## Excerto do documento
****************
As eventuais consequências que daqui advêm, merecem a mais cuidada atenção por parte das entidades responsáveis, em especial porque as mesmas terão tendência a prolongar-se e a agravar-se a longo prazo. A imposição repentina e exclusiva dos métodos de ensino à distância poderá levar ao aumento do insucesso e mesmo ao abandono escolar, em especial por parte dos jovens em risco de exclusão social, sendo que a maioria destes já revela carência de recursos económicos e dificuldade no acesso aos meios técnicos imprescindíveis e nos apoios necessários ao seu desenvolvimento.

Do mesmo modo, transversal a todas as camadas sociais, poderá ficar comprometido o desenvolvimento da educação em termos globais. Sublinha-se que esta não diz apenas respeito à inteligência lógica. A inteligência comunicacional e emocional, e ainda o desenvolvimento corporal, são outras áreas que também poderão ficar parcialmente obstruídas.
****************
## Excertos dos dados
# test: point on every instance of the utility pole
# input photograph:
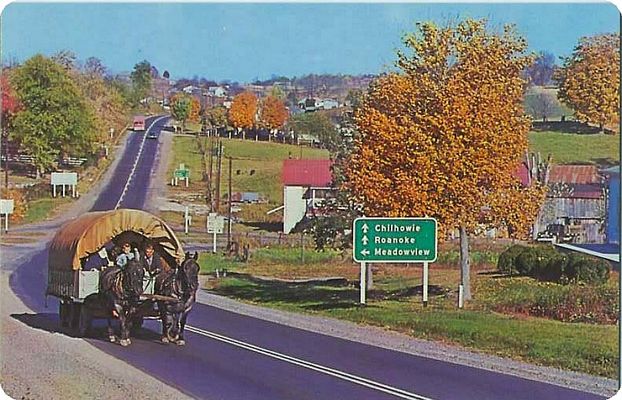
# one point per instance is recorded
(209, 182)
(218, 170)
(229, 224)
(6, 161)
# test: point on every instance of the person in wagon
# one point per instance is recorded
(153, 262)
(126, 255)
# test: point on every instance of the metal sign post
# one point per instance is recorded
(64, 179)
(187, 220)
(363, 284)
(215, 224)
(395, 240)
(6, 207)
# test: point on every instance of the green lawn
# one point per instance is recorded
(258, 167)
(515, 317)
(40, 209)
(568, 148)
(394, 305)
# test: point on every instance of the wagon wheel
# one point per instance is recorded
(74, 315)
(137, 323)
(64, 313)
(84, 322)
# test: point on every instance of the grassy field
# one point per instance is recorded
(257, 166)
(539, 99)
(488, 324)
(569, 148)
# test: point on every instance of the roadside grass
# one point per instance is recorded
(497, 321)
(579, 347)
(258, 167)
(43, 208)
(569, 148)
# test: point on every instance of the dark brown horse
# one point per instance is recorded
(121, 289)
(181, 284)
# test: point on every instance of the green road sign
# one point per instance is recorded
(182, 173)
(396, 240)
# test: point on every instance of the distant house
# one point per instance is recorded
(216, 91)
(576, 200)
(612, 176)
(191, 89)
(309, 104)
(306, 183)
(329, 104)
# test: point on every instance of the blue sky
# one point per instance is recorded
(244, 41)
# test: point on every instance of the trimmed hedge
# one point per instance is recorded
(547, 264)
(507, 259)
(583, 269)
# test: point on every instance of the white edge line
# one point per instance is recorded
(140, 151)
(316, 367)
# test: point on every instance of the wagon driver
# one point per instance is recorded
(126, 255)
(152, 262)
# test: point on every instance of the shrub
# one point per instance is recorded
(584, 269)
(533, 261)
(507, 260)
(20, 204)
(549, 265)
(554, 271)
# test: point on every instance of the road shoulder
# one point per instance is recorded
(378, 337)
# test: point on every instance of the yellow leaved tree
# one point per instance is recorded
(589, 80)
(273, 113)
(443, 136)
(243, 111)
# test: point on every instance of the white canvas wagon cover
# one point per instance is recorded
(88, 233)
****************
## Instrução 1
Transcreva do excerto sobre o ensino à distância o trecho que começa em "As eventuais consequências" e termina em "ao seu desenvolvimento.".
## Instrução 2
Indique todas as áreas que, segundo o excerto sobre o ensino à distância, são apresentadas como outras áreas que também poderão ficar parcialmente obstruídas.
Responda com base apenas no excerto.

## Caixa de resposta 1
As eventuais consequências que daqui advêm, merecem a mais cuidada atenção por parte das entidades responsáveis, em especial porque as mesmas terão tendência a prolongar-se e a agravar-se a longo prazo. A imposição repentina e exclusiva dos métodos de ensino à distância poderá levar ao aumento do insucesso e mesmo ao abandono escolar, em especial por parte dos jovens em risco de exclusão social, sendo que a maioria destes já revela carência de recursos económicos e dificuldade no acesso aos meios técnicos imprescindíveis e nos apoios necessários ao seu desenvolvimento.

## Caixa de resposta 2
- Inteligência comunicacional
- Inteligência emocional
- Desenvolvimento corporal